▶ INSTRUÇÃO 1
Com base no trecho sobre o Vale do Quilombo, explique em até três frases por que os ecologistas consideram abominável o projeto da Prefeitura.
▶ INSTRUÇÃO 2
Continue o texto sobre o Vale do Quilombo a partir da última frase apresentada.

▶ TRECHO CITADO
────────────────────

Espécies raras da mata atlântica, árvores frutíferas, animais de vários tipos e tamanhos, rios de águas cristalinas e ruínas históricas. Tudo isso está reunido no Vale do Quilombo, uma área de 20 quilômetros quadrados, onde a Prefeitura pretende instalar o Distrito Industrial de Santos. Para alguns, a implantação de indústrias em meio àquele santuário ecológico fatalmente determinará o fim de uma das últimas e mais ricas reservas florestais do Estado.

Os ecologistas consideram o projeto do Município simplesmente abominável e acham que oferece riscos incalculáveis para o equilíbrio da natureza, podendo até mesmo ameaçar a própria sobrevivência do homem na região. Acreditam que, em pouco tempo, o Quilombo poderá se transformar em um novo Vale da Morte, ponto de concentração de poluentes mortíferos, favelas e miséria. Não deixam de fazer outro alerta: até mesmo a poluição emanada pelas indústrias de Cubatão, se não for controlada, provocará a degeneração daquela exuberante área quase virgem.

────────────────────

▶ MATERIAL FORNECIDO
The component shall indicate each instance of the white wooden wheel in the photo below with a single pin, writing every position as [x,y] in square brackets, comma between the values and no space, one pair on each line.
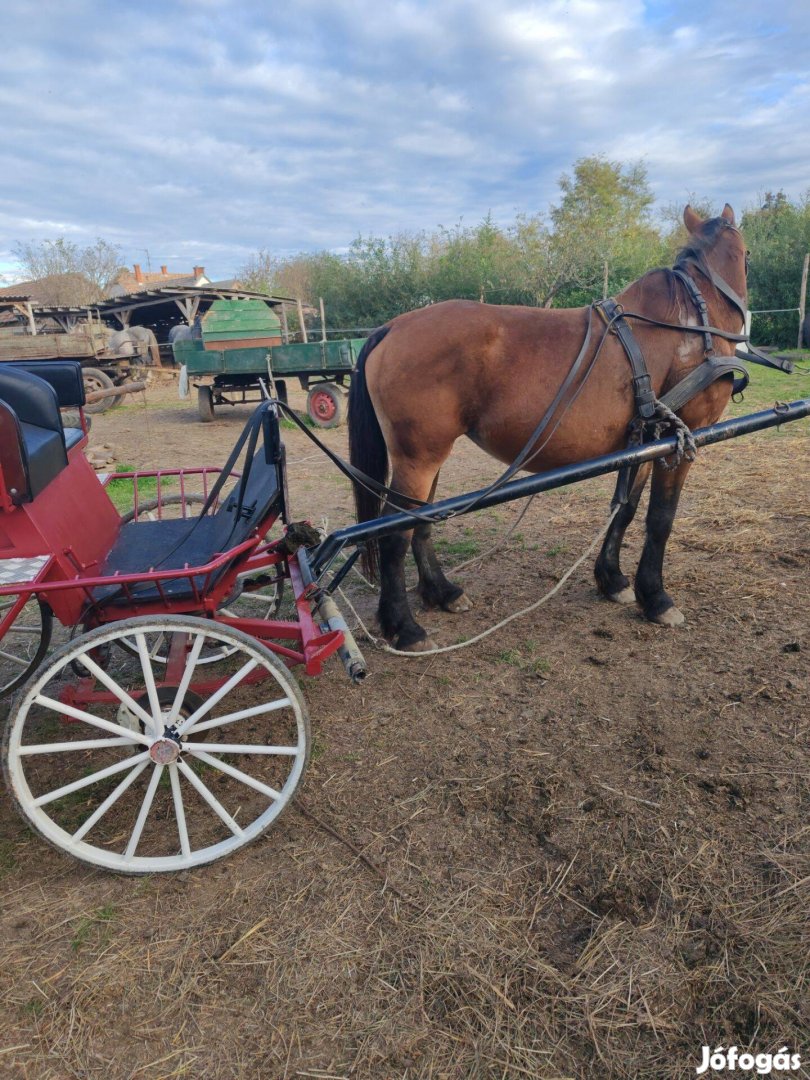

────────────────────

▶ RESPOSTA DO EXERCÍCIO 1
Os ecologistas acham que o projeto oferece riscos incalculáveis para o equilíbrio da natureza e pode até ameaçar a sobrevivência do homem na região. Eles acreditam que, em pouco tempo, o Quilombo poderá se tornar um novo Vale da Morte, com concentração de poluentes mortíferos, favelas e miséria.

▶ RESPOSTA DO EXERCÍCIO 2
Em contrapartida, não falta quem considere a implantação do Distrito Industrial como a única saída para o caos econômico, a redenção desta Santos sempre dependente do porto. Enquanto se desenrola toda essa polêmica, as poucas famílias residentes no Vale do Quilombo continuam levando uma vida tranqüila e de muito trabalho, cultivando aquela terra que tudo dá.


Ecologistas temem que a poluição acabe com os rios e as matas

Numa área de cerca de 20 quilômetros quadrados, Santos guarda um exuberante trecho de Mata Atlântica. A imensidão verde conhecida como Vale do Rio Quilombo se conserva quase virgem, mas o perigo da poluição espreita.

Espreita, e bem de perto. Os gases mortíferos emanados pelas indústrias de Cubatão já começaram a afetar a vegetação em alguns pontos e há quem diga que, não demora muito, o Vale estará transformado em um imenso deserto. Tal afirmação não carrega nenhum exagero: basta lembrar que o Vale do Rio Mogi, onde se estabeleceu o parque industrial de Cubatão, exibiu, no passado, um verde luxuriante, entrecortado por rios de águas transparentes.

Como se não bastasse o perigo representado pelo complexo industrial de Cubatão, o próprio Vale do Rio Quilombo deverá receber indústrias e sofrer uma total descaracterização. Já se comenta por lá que a Imobiliária Savoy está alterando o curso do Rio Quilombo e pretende vender terras para indústrias. Mais que isso, existe um projeto da Prefeitura visando a implantação na área do Distrito Industrial de Santos.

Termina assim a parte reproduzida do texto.